#### Input for this task ####

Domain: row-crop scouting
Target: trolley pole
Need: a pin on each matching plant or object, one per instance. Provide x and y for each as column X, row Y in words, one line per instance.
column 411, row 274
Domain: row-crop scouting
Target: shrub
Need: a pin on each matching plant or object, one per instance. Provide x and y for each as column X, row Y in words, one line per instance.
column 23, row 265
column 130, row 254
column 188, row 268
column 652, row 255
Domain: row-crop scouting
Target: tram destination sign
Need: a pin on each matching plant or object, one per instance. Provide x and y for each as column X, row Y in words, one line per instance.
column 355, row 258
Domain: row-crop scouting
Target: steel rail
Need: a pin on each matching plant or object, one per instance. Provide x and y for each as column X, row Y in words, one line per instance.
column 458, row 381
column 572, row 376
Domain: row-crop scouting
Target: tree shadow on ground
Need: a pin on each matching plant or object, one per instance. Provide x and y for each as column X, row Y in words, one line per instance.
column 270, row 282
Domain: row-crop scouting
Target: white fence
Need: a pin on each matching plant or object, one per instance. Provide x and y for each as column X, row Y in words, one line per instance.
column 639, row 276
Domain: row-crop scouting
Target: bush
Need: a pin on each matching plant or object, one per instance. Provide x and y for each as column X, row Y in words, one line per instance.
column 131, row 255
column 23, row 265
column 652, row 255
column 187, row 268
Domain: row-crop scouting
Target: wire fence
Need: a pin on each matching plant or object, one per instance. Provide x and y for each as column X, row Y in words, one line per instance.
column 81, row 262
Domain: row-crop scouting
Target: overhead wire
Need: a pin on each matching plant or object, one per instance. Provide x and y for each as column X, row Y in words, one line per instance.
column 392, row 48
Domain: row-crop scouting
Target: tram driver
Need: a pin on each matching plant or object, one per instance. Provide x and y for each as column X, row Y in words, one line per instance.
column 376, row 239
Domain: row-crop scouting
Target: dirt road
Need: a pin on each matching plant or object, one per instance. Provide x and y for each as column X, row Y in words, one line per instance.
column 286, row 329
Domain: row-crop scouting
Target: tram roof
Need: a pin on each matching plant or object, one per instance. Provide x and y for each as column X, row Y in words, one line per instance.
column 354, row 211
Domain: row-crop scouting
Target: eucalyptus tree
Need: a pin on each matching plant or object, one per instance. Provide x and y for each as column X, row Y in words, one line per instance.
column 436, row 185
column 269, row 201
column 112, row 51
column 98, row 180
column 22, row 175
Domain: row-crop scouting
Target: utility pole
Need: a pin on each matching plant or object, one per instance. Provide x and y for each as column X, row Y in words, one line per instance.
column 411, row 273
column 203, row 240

####

* **To do**
Copy the rows above word for word, starting at the very first line and ending with the line that contains "column 355, row 258".

* **Exercise solution**
Domain: row-crop scouting
Target: trolley pole
Need: a pin on each matching plant or object, one per instance. Provide x and y for each as column X, row Y in words, one line per instance.
column 411, row 274
Domain: row-crop scouting
Target: shrub
Need: a pin on each matching plant or object, one per instance. Provide x and y for each as column X, row Y in words, one line per instance.
column 23, row 265
column 130, row 254
column 188, row 268
column 652, row 255
Domain: row-crop scouting
Target: tram destination sign
Need: a pin on each matching plant or object, one per instance. Provide x and y for each as column X, row Y in words, one line per instance.
column 355, row 258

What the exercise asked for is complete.